> Do this: Render the material as a JSON list of strings, one per line, from the line with "hourglass, giving x and y for each instance?" up to and including the line with "(1134, 699)". Leave out blank lines.

***** Excerpted records

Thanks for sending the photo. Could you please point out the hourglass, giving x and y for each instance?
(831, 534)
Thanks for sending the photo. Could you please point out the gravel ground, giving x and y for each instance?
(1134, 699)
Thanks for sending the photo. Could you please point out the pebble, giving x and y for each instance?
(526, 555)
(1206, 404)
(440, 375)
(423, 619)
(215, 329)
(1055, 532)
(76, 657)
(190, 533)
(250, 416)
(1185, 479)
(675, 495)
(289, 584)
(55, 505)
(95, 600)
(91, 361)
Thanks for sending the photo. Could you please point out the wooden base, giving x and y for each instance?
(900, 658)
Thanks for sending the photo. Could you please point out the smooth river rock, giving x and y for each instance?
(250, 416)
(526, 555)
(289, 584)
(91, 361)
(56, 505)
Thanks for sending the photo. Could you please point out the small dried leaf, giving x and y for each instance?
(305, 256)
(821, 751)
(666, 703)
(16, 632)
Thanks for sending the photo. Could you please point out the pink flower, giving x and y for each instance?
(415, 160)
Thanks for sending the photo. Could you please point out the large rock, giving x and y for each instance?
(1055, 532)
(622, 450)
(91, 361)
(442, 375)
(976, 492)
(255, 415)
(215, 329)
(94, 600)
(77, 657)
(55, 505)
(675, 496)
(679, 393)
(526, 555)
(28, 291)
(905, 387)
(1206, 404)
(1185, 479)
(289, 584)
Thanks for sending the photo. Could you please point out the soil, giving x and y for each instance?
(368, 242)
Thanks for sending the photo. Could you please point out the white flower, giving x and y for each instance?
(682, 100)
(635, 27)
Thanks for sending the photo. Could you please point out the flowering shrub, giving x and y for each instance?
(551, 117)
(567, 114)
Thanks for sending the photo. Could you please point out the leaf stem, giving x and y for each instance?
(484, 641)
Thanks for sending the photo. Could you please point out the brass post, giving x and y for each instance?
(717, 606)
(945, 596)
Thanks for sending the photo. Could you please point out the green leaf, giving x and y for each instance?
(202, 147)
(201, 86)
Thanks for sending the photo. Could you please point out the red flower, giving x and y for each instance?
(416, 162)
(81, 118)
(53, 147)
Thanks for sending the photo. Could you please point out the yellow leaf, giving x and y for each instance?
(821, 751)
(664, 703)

**********
***** Excerpted records

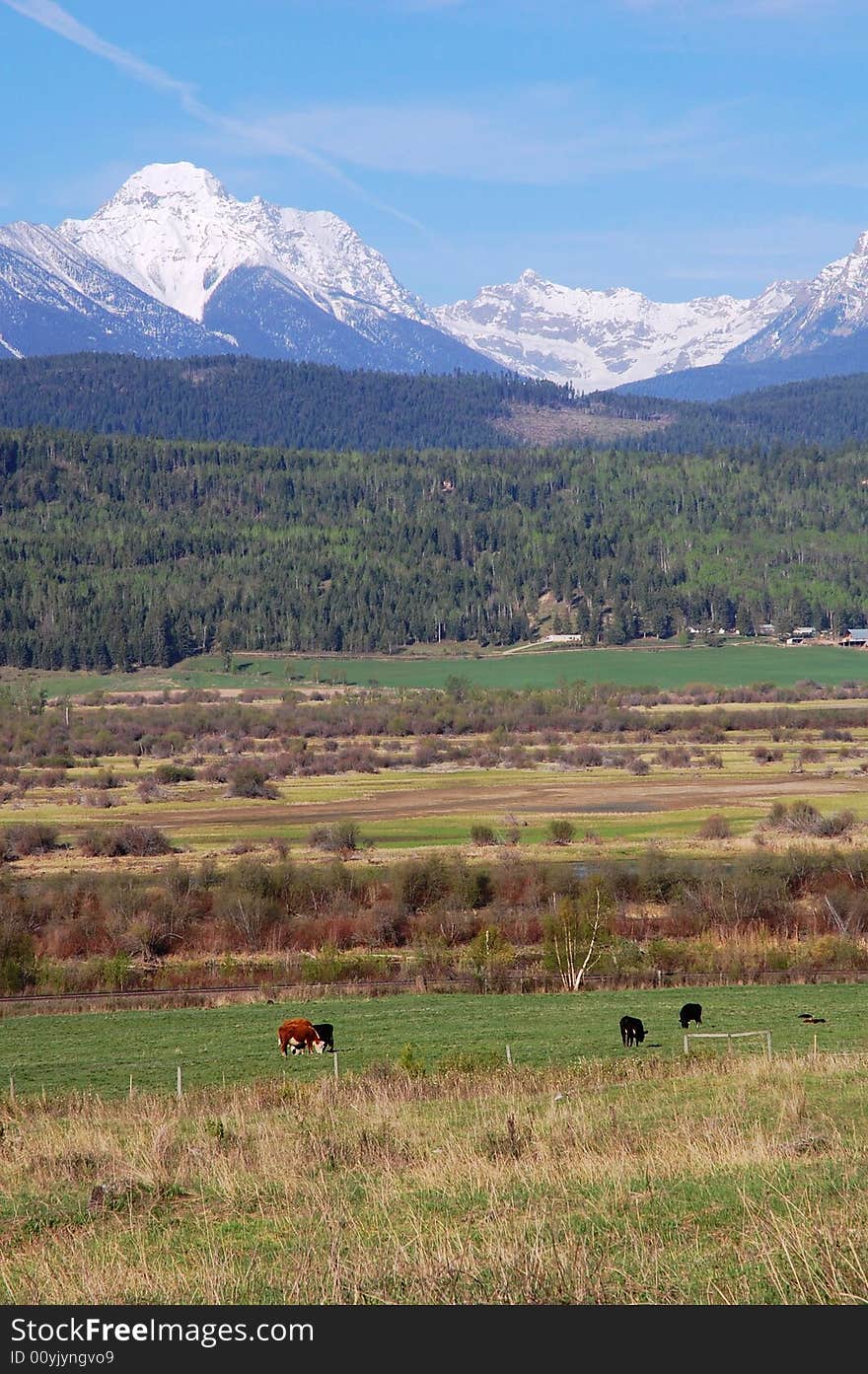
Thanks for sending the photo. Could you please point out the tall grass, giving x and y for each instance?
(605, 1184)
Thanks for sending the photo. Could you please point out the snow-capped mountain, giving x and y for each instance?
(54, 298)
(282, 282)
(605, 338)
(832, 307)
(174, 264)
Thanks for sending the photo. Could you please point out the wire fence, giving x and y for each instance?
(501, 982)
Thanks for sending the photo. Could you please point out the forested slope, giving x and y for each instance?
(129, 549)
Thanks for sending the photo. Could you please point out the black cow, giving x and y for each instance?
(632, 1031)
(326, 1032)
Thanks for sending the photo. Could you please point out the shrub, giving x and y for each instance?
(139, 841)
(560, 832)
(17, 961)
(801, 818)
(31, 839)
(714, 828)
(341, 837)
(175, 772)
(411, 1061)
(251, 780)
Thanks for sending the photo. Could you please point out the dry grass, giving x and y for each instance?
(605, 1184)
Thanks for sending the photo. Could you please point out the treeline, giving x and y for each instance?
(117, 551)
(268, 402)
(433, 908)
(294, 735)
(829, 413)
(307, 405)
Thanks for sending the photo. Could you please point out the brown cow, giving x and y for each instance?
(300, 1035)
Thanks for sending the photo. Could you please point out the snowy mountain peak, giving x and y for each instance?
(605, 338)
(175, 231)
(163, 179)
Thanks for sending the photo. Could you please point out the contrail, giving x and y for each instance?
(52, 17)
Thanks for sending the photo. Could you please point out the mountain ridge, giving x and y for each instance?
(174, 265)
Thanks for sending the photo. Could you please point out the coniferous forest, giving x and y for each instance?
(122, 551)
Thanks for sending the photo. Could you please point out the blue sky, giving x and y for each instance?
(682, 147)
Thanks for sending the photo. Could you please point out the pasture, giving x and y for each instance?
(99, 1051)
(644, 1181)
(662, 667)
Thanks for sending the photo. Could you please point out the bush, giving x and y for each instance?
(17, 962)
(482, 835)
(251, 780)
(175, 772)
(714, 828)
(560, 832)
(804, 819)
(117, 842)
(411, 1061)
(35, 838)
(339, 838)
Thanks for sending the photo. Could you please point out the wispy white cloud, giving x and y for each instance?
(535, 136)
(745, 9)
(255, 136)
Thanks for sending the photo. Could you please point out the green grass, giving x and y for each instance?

**********
***** Excerpted records

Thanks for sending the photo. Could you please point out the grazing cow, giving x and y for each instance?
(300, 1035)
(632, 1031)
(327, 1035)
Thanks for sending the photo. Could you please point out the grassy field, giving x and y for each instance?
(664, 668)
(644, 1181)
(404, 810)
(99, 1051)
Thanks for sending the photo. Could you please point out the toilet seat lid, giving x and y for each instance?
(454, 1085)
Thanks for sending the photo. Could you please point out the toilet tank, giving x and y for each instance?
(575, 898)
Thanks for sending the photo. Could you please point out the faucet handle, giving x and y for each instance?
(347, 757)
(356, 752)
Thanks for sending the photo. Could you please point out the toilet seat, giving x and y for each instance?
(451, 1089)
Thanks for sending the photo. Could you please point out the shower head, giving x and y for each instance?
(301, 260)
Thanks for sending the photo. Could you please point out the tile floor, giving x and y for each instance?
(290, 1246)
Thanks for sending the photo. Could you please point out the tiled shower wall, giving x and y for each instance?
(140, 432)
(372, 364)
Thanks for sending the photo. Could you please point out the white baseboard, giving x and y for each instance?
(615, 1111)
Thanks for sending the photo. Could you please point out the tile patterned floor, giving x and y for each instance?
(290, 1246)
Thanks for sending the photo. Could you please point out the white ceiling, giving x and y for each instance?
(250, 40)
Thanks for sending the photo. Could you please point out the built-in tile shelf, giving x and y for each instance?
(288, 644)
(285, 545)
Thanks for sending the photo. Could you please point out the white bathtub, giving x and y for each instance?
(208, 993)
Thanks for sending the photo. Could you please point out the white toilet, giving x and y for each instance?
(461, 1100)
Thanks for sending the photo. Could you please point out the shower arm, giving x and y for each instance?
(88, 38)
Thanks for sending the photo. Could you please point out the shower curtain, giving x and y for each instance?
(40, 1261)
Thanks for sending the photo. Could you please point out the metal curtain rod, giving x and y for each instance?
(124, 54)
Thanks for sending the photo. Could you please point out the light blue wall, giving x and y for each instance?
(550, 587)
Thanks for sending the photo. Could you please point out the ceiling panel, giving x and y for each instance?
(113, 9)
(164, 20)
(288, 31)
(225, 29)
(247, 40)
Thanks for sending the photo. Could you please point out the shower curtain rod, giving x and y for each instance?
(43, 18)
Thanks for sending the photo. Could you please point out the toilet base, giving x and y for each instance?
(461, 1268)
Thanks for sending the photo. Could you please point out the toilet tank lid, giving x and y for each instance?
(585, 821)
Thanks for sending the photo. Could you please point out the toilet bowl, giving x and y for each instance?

**********

> Response:
[
  "Thanks for sending the photo. Could you please point out the hourglass, giving x and y for each instance?",
  "(831, 534)",
  "Thanks for sending the photo. Could you please point out the gravel ground, giving x and y for each instance?",
  "(1134, 699)"
]